▶ _Problem details_
Exact copies of the line with "[segment] <item>blue lake water</item>" and of all lines after it through the end of the entries are required, and no other lines.

Stored items:

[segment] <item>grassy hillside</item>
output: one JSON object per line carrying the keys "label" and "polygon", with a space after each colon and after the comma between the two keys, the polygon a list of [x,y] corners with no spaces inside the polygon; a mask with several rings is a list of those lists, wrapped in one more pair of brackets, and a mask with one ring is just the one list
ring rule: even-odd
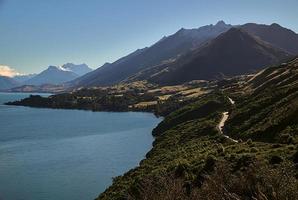
{"label": "grassy hillside", "polygon": [[[297,64],[227,82],[166,116],[147,158],[98,199],[297,199]],[[288,79],[273,81],[285,69]],[[238,142],[216,128],[224,111]]]}
{"label": "grassy hillside", "polygon": [[298,59],[264,70],[242,88],[247,93],[238,100],[227,132],[236,138],[291,143],[298,134]]}

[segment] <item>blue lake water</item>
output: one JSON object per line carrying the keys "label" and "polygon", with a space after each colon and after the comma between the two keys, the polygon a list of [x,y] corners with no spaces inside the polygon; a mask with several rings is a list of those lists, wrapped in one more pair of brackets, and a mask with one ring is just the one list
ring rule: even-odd
{"label": "blue lake water", "polygon": [[150,113],[1,105],[28,94],[0,93],[0,200],[94,199],[112,177],[150,150]]}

▶ _Exercise output_
[segment] <item>blue lake water</item>
output: one JSON object per line carrying the keys "label" and "polygon", with a space after each colon and after the comma between the two keys, the polygon a list of [x,y] corners with no spaces inside the polygon; a mask with several rings is a list of those lists, wrapped in one more pair of brackets, and a mask with one ring is just the one list
ring rule: even-odd
{"label": "blue lake water", "polygon": [[150,113],[1,105],[28,94],[0,93],[0,200],[94,199],[112,177],[150,150]]}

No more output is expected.